◆ WHAT YOU NEED TO DO ◆
1. Answer these questions from the car donation text:
(a) For a car worth more than $500 that the charity sells without materially improving, what is the deduction?
(b) Besides cars, what does that limit include?
(c) If the charity uses the car in its operations, what is the deduction based on?
2. In the car donation text, copy word for word the passage starting at "Because many charities" and ending at "proceeds to you.".
3. Turn the paragraph of the car donation text that begins "Because many charities wind up selling" into a short bulleted list that keeps its main facts.

◆ PAGE TEXT ◆
^^^^^^^^

You’ve probably seen or heard ads urging you to donate your car
to charity. “Make a difference and receive tax savings,” one organization
states. But donating a vehicle may not result in a big tax deduction — or any
deduction at all.
Trade in, sell or donate?
Let’s say you’re buying a new car and want to get rid of your
old one. Among your options are trading in the vehicle to the dealer, selling
it yourself or donating it to charity.
If you donate, the tax deduction depends on whether you itemize
and what the charity does with the vehicle. For cars worth more than $500, the
deduction is the amount for which the charity actually sells the car, if it
sells without materially improving it. (This limit includes vans, trucks, boats
and airplanes.)
Because many charities wind up selling the cars they receive,
your donation will probably be limited to the sale price. Furthermore, these
sales are often at auction, or even salvage, and typically result in sales
below the Kelley Blue Book® value. To further complicate matters, you won’t
know the amount of your deduction until the charity sells the car and reports
the sale proceeds to you.
If the charity uses the car in its operations or materially
improves it before selling, your deduction will be based on the car’s fair
market value at the time of the donation. In that case, fair market value is
usually set according to the Blue Book listings.

^^^^^^^^

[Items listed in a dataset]
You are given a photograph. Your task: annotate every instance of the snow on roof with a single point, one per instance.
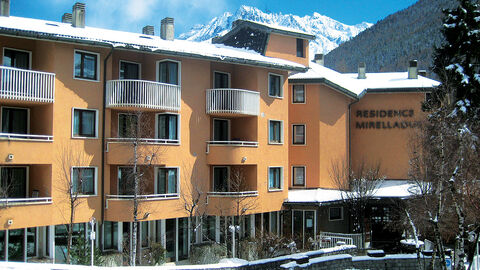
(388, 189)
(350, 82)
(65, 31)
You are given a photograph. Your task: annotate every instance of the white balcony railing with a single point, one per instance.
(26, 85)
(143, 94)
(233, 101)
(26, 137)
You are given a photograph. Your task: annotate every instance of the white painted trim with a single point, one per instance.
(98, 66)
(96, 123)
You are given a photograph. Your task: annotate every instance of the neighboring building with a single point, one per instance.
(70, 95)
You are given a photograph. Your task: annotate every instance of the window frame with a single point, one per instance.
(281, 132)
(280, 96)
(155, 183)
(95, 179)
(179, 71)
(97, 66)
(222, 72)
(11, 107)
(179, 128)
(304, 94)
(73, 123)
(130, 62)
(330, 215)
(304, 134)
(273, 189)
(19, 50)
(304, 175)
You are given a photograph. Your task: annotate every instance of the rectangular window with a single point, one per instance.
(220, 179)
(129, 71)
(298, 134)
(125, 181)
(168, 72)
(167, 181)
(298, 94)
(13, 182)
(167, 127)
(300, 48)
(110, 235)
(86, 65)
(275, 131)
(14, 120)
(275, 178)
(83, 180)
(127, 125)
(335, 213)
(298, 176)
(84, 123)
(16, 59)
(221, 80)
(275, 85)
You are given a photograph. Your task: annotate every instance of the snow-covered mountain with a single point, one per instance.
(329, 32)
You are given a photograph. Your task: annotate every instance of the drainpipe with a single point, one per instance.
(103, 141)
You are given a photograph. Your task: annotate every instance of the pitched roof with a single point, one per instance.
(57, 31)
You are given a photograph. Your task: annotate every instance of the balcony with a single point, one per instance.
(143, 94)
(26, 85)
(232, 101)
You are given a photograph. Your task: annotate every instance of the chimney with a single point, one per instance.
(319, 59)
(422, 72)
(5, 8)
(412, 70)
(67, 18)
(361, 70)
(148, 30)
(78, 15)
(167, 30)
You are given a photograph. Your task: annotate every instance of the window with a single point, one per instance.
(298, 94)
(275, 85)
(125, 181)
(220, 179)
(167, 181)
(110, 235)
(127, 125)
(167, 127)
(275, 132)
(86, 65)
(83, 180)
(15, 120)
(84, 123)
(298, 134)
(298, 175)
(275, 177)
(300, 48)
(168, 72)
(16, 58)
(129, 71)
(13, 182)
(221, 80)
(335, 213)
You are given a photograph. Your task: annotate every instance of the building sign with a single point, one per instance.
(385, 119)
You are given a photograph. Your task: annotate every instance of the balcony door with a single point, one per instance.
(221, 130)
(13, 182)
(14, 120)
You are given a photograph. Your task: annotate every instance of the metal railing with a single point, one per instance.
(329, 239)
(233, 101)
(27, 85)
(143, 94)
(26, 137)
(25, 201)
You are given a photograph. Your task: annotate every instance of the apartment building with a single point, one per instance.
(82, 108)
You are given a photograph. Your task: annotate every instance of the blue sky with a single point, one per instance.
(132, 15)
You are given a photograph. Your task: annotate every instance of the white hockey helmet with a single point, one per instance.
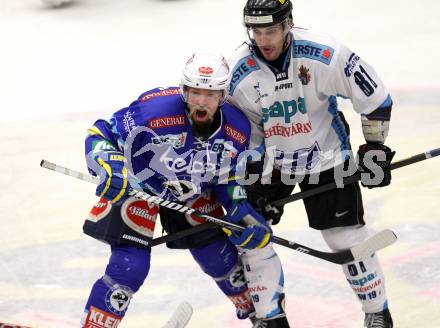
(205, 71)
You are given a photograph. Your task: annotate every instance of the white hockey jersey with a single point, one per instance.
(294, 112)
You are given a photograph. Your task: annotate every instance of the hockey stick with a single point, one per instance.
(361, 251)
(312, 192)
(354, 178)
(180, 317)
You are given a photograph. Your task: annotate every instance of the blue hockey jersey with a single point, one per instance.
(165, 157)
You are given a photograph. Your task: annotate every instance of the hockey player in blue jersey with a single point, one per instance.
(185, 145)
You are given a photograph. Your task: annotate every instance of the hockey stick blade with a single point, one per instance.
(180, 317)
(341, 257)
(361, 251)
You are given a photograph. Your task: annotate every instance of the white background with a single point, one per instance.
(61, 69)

^^^^^^^^

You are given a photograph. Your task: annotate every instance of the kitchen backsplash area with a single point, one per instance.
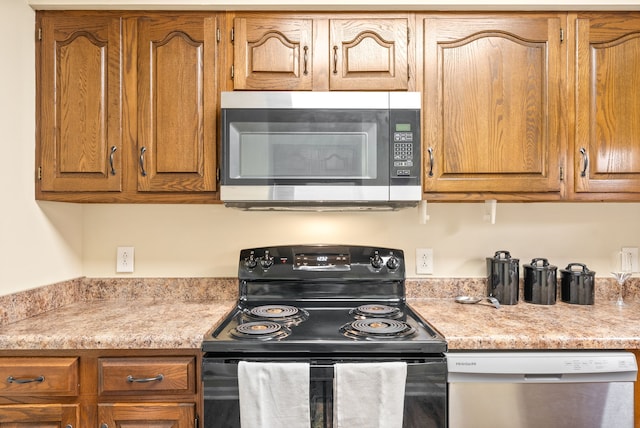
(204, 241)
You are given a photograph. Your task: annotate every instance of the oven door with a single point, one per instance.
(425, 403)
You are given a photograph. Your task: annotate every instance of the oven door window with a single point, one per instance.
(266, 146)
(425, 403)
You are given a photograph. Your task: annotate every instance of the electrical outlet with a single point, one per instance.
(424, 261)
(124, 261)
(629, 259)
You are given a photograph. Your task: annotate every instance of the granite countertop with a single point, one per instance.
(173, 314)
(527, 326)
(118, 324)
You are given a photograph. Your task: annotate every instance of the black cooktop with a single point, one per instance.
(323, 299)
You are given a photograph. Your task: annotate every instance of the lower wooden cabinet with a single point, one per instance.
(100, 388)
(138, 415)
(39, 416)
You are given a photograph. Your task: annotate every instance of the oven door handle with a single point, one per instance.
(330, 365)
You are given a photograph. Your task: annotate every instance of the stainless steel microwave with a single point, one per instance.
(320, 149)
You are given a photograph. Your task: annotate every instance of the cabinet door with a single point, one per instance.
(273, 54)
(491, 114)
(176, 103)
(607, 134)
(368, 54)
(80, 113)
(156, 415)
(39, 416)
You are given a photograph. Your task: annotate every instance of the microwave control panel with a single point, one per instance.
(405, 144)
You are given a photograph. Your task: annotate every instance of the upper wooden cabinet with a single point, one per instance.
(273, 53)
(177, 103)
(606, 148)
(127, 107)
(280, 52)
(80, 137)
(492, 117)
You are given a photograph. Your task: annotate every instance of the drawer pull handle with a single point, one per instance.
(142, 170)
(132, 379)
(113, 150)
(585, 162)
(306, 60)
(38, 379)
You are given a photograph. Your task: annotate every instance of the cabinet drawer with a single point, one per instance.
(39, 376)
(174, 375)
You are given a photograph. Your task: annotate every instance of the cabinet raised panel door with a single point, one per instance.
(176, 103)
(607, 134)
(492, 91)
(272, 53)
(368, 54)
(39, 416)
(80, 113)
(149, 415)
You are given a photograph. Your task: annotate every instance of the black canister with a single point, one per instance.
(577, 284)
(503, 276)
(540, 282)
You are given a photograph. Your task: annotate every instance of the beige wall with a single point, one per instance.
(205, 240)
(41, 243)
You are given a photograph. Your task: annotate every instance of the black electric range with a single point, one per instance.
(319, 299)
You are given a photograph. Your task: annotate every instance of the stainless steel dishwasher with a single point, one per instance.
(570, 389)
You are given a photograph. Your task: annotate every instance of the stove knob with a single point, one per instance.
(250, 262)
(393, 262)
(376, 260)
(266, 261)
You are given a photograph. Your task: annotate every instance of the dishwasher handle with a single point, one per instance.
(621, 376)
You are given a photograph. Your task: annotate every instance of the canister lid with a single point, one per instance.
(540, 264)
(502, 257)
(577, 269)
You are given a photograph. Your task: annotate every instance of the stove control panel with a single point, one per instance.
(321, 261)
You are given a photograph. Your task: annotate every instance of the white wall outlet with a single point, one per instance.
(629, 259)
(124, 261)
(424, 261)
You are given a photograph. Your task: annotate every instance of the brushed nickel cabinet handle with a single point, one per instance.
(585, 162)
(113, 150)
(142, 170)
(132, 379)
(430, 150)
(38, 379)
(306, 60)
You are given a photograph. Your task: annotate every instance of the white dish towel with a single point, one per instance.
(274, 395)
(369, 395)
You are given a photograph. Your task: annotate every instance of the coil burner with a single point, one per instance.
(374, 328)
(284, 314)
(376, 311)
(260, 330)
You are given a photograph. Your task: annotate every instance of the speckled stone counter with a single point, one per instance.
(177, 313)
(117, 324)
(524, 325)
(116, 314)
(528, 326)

^^^^^^^^

◆ SOLUTION LIST ◆
1.
(a) The amount for which the charity actually sells the car.
(b) Vans, trucks, boats and airplanes.
(c) The car's fair market value at the time of the donation.

2.
Because many charities wind up selling the cars they receive,
your donation will probably be limited to the sale price. Furthermore, these
sales are often at auction, or even salvage, and typically result in sales
below the Kelley Blue Book® value. To further complicate matters, you won’t
know the amount of your deduction until the charity sells the car and reports
the sale proceeds to you.

3.
- Many charities sell the cars they receive, so your deduction will probably be limited to the sale price.
- These sales are often at auction or even salvage and usually bring less than the Kelley Blue Book® value.
- You won't know your deduction until the charity sells the car and reports the sale proceeds to you.